## PROBLEMS AND TASKS
- A) Using the article on young blood and aging muscle, answer these questions:
(i) Which journal published the new study?
(ii) What happened to the effects in the older mice when the EVs were removed from the blood?
(iii) In what year did Peter Thiel reveal his interest in parabiosis?
- B) Repeat the stretch of the article on young blood and aging muscle from "New research has" through "from the blood.".

## DOCUMENT TEXT

>>>

New research has found that the blood of the young could help play a role in rejuvenating aging muscle, in effect keeping the body stay young.
The new study, published on Monday in the respected scientific journal Nature Aging, found that particles in mouse blood called extracellular vesicles, or EVs, deliver genetic instructions for the longevity protein called “Klotho” to muscle cells. The researchers found that while mice age – with their muscle functions weakening, cognition declining, and ability to repair muscle slowing down – the EVs also become weaker.
When the older mice were transfused with the blood of younger mice, their cells and tissues took on more youthful features including the ability to regenerate muscle. However, these effects faded when the EVs were removed from the blood.
The findings could help advance our understanding as to why the ability of our muscles to regenerate diminishes with age. It could also help play a role in ongoing medical attempts to prolong or delay the aging process for humans.
“We’re really excited about this research for a couple of reasons,” said the study’s senior author Fabrisia Ambrosio, an associate professor of physical medicine and rehabilitation at the University of Pittsburgh.
“In one way, it helps us understand the basic biology of how muscle regeneration works and how it fails to work as we age,” Ambrosio added. “Then, taking that information to the next step, we can think about using extracellular vesicles as therapeutics to counteract these age-related defects.”
However, it still remains largely unclear whether these effects could translate to humans.
This isn’t the first study into the effects of blood transfusions to reverse aging. In 2016, venture-capitalist billionaire Peter Thiel revealed his interest in parabiosis, or the practice of older people getting transfusions of blood from the young.
It was also revealed that there were a number of rumors regarding a growing interest among Silicon Valley tech entrepreneurs in parabiosis, and that wealthy tech elites were experimenting with the as-yet-unproven practice of getting infusions from the young.

<<<

## RECORDED DATA
>>>

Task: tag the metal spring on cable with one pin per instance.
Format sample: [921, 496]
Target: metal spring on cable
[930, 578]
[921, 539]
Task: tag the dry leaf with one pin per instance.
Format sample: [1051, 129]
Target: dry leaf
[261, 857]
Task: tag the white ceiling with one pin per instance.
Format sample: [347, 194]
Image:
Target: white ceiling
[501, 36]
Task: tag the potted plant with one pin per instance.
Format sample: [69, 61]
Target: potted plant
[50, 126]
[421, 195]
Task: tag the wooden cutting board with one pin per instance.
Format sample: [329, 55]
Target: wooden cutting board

<<<

## RESULTS
- A)
(i) Nature Aging
(ii) The effects faded.
(iii) 2016

- B)
New research has found that the blood of the young could help play a role in rejuvenating aging muscle, in effect keeping the body stay young.
The new study, published on Monday in the respected scientific journal Nature Aging, found that particles in mouse blood called extracellular vesicles, or EVs, deliver genetic instructions for the longevity protein called “Klotho” to muscle cells. The researchers found that while mice age – with their muscle functions weakening, cognition declining, and ability to repair muscle slowing down – the EVs also become weaker.
When the older mice were transfused with the blood of younger mice, their cells and tissues took on more youthful features including the ability to regenerate muscle. However, these effects faded when the EVs were removed from the blood.